Os 27 homens mortos pela polícia na operação mais letal da história do Rio, no Jacarezinho, foram atingidos por 73 tiros. É o que revelam os laudos dos exames de necropsia, obtidos pelo GLOBO. Os documentos também mostram que quatro dos mortos foram atingidos pelas costas e que um dos cadáveres apresentava uma ferida produzida por um disparo feito à curta distância. Parentes dos mortos afirmam que eles foram executados. A Polícia Civil nega e alega que todos foram mortos em confronto com os agentes. Além dos 27 homens, também foi morto durante a ação o policial civil André Leonardo de Mello Frias.

Enunciado A
Localize nos registros abaixo cada linha que contém a palavra "blue" e copie todas elas, considerando a diferença entre maiúsculas e minúsculas.

Registros do exercício
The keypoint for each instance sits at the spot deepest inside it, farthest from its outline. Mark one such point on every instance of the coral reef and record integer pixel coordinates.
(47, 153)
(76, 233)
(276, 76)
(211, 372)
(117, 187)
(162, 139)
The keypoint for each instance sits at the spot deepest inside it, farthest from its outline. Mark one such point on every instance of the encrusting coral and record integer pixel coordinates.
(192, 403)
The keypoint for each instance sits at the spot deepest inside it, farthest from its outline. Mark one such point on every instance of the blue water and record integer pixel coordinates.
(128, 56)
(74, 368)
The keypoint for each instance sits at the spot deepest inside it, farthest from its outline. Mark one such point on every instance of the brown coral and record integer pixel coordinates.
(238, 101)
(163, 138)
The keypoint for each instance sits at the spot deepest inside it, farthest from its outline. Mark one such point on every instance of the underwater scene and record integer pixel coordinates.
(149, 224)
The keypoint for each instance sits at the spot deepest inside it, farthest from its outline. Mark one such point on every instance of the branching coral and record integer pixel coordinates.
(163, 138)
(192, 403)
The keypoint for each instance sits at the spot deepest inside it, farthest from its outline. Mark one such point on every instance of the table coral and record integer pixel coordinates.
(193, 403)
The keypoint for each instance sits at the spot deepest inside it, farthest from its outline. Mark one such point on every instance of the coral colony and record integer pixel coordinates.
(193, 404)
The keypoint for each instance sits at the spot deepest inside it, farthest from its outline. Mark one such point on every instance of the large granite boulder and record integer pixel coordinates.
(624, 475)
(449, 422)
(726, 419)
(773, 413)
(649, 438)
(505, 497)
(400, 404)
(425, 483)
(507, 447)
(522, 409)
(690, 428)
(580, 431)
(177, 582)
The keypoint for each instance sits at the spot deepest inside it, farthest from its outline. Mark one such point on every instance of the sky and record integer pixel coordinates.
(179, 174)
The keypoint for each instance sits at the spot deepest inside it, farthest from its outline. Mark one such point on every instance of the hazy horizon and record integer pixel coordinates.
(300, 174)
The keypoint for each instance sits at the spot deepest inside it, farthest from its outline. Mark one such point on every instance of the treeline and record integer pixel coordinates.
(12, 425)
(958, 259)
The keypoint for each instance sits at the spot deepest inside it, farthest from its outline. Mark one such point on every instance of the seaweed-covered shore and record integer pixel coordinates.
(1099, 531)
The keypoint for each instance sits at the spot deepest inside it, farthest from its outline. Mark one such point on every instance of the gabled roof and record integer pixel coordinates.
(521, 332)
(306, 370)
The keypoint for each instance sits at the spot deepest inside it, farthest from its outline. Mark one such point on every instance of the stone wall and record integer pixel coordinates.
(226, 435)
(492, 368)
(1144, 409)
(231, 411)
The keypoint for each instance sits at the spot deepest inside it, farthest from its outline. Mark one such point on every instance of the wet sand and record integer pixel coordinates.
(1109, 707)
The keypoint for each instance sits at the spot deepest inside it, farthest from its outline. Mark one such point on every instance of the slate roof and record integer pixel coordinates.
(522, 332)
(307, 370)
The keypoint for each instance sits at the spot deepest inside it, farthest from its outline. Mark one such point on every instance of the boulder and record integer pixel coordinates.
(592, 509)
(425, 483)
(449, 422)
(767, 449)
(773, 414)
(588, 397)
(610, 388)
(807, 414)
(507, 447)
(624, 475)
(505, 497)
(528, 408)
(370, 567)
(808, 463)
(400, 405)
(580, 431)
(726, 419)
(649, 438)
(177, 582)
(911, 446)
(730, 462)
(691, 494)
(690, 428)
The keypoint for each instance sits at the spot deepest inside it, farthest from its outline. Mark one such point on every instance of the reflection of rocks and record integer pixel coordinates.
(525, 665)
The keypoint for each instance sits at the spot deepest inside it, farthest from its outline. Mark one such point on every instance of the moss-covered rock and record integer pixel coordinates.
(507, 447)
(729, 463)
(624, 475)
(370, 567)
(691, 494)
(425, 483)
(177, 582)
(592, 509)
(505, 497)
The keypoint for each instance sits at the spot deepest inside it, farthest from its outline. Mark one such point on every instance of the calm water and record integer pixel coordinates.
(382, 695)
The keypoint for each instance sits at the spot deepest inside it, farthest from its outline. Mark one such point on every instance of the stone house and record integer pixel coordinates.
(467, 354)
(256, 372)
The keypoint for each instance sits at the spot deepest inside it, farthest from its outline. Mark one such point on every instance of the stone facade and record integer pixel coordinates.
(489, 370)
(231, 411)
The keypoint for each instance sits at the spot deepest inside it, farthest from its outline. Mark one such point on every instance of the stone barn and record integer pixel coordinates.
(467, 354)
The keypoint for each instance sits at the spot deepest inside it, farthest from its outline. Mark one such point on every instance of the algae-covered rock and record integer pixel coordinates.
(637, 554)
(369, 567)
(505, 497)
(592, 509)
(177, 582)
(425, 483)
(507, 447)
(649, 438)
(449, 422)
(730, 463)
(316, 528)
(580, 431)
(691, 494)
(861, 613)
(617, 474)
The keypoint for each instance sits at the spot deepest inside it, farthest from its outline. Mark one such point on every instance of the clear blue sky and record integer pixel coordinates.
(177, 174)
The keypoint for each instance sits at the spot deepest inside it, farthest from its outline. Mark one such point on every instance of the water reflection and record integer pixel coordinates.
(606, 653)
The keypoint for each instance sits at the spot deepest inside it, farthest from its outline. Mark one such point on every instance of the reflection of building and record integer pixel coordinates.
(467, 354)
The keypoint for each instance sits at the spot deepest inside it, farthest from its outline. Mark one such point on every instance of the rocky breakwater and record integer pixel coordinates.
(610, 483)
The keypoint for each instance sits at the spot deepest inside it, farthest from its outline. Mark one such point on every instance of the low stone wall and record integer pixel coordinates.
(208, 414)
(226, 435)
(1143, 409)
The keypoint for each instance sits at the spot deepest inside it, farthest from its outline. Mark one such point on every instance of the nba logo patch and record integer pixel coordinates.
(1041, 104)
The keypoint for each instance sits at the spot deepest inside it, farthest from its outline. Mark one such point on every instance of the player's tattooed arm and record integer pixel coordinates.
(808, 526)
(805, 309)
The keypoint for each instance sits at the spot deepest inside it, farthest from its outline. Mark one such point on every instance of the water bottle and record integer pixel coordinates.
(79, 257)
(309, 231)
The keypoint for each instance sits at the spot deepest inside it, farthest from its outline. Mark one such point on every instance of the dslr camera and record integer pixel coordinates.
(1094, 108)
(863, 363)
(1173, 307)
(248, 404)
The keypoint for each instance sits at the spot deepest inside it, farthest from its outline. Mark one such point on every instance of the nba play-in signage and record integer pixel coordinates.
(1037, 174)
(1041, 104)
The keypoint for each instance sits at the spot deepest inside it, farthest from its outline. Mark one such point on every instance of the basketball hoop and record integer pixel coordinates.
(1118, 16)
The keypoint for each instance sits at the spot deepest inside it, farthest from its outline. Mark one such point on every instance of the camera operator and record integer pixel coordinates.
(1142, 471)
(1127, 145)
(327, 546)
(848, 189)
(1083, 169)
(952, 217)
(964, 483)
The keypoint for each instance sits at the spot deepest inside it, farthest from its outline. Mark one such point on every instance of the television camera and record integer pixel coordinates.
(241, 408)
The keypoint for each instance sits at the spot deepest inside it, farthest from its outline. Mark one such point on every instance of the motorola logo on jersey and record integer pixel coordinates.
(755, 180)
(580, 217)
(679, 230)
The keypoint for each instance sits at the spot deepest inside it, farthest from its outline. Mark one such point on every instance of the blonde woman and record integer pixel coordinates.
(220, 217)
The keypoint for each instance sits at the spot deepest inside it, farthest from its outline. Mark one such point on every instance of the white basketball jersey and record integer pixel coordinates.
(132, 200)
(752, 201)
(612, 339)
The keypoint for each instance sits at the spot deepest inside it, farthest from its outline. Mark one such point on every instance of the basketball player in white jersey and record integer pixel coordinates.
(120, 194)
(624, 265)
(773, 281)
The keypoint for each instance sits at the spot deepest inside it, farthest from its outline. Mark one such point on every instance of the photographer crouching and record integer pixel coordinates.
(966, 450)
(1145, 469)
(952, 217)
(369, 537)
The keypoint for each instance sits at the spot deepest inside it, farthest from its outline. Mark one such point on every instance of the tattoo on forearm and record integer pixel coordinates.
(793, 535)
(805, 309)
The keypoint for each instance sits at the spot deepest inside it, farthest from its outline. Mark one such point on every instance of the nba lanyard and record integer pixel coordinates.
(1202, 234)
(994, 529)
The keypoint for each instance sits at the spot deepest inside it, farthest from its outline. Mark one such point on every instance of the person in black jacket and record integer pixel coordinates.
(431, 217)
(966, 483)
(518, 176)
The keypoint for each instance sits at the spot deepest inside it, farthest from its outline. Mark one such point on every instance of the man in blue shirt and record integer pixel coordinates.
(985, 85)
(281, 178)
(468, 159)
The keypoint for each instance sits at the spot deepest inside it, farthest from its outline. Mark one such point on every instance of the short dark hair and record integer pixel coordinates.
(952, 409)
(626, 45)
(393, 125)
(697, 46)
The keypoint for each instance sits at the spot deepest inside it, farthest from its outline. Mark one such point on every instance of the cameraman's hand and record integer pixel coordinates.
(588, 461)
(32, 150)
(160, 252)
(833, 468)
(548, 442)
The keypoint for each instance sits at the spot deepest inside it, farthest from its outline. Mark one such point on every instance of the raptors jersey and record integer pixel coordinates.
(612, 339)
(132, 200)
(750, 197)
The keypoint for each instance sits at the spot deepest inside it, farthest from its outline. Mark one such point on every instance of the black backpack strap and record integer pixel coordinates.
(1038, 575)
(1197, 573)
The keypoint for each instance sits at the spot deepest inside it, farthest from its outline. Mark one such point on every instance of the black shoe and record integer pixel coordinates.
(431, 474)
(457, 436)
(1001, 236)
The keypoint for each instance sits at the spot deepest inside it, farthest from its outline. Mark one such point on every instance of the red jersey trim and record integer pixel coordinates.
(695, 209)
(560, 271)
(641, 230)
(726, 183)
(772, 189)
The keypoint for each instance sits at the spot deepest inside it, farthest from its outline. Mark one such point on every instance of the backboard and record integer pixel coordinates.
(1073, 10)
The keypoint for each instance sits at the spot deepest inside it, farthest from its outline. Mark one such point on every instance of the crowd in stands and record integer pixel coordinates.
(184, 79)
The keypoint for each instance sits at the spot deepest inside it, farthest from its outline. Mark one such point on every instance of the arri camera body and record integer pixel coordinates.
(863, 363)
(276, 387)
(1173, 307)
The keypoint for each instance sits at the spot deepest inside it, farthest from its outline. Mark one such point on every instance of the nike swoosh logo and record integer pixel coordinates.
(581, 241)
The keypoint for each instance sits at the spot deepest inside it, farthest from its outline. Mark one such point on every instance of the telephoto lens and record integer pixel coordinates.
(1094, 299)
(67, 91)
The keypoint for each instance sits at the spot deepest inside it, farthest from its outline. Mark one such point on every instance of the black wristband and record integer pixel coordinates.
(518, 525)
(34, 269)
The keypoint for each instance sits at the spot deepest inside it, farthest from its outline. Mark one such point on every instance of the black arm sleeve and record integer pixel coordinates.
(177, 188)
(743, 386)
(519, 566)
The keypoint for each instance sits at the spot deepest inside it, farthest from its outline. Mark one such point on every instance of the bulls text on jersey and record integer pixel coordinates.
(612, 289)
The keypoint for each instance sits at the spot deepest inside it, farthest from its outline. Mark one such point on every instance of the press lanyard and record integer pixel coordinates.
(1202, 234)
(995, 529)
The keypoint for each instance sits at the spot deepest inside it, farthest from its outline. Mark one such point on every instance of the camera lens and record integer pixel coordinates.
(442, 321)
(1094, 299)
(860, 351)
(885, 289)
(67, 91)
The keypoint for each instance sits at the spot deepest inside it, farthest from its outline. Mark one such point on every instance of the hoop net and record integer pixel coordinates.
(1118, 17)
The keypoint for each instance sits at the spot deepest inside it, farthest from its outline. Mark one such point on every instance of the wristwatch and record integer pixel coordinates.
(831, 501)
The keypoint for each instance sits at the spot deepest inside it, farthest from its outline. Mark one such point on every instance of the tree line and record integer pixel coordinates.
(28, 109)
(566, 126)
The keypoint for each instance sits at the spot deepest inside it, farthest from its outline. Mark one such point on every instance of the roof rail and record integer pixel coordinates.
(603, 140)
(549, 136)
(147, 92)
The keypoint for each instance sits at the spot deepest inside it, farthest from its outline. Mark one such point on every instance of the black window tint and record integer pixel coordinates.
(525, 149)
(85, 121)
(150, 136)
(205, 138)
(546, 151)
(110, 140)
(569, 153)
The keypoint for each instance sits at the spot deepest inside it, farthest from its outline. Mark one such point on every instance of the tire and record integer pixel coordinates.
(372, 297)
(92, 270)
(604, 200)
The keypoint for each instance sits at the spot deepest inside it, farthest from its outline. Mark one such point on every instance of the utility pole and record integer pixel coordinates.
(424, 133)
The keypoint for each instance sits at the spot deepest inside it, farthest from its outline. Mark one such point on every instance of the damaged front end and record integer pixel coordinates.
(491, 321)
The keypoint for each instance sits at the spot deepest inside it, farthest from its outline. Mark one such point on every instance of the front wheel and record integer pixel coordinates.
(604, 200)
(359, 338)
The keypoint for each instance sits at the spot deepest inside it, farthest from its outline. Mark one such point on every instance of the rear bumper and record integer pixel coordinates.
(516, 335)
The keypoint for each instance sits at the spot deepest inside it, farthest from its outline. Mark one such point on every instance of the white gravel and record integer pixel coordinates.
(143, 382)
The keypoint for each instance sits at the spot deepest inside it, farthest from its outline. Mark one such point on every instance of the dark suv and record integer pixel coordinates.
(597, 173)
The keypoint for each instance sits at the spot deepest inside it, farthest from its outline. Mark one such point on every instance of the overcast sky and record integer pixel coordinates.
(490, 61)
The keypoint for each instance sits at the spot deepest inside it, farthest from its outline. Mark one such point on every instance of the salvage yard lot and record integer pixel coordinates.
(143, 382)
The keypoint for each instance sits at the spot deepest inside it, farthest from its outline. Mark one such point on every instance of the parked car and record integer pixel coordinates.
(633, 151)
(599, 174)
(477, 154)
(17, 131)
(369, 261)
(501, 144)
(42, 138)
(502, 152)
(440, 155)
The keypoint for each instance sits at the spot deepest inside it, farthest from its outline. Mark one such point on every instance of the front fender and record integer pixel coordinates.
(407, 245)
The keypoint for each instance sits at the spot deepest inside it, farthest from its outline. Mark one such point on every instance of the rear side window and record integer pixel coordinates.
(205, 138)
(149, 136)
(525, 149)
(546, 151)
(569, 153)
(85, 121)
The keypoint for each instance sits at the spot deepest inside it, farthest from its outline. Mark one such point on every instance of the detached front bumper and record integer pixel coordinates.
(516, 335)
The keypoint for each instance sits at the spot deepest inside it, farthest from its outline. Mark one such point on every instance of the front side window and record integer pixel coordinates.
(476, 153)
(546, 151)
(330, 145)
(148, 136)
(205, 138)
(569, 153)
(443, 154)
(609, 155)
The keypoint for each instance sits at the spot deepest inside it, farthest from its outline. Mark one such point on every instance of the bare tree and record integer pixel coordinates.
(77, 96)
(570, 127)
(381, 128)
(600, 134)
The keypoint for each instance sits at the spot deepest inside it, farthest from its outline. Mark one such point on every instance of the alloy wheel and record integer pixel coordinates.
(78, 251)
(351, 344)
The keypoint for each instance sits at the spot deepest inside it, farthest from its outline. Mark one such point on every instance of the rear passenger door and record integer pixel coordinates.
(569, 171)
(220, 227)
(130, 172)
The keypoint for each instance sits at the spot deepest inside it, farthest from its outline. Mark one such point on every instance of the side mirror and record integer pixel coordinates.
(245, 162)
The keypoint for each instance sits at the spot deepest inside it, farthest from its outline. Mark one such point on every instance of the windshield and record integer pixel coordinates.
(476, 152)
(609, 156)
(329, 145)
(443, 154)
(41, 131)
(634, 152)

Enunciado B
Reproduza na íntegra o texto sobre a operação policial no Jacarezinho.

Resposta A
The keypoint for each instance sits at the spot deepest inside it, farthest from its outline. Mark one such point on every instance of the blue water and record integer pixel coordinates.
The keypoint for each instance sits at the spot deepest inside it, farthest from its outline. Mark one such point on every instance of the clear blue sky and record integer pixel coordinates.
The keypoint for each instance sits at the spot deepest inside it, farthest from its outline. Mark one such point on every instance of the man in blue shirt and record integer pixel coordinates.

Resposta B
Os 27 homens mortos pela polícia na operação mais letal da história do Rio, no Jacarezinho, foram atingidos por 73 tiros. É o que revelam os laudos dos exames de necropsia, obtidos pelo GLOBO. Os documentos também mostram que quatro dos mortos foram atingidos pelas costas e que um dos cadáveres apresentava uma ferida produzida por um disparo feito à curta distância. Parentes dos mortos afirmam que eles foram executados. A Polícia Civil nega e alega que todos foram mortos em confronto com os agentes. Além dos 27 homens, também foi morto durante a ação o policial civil André Leonardo de Mello Frias.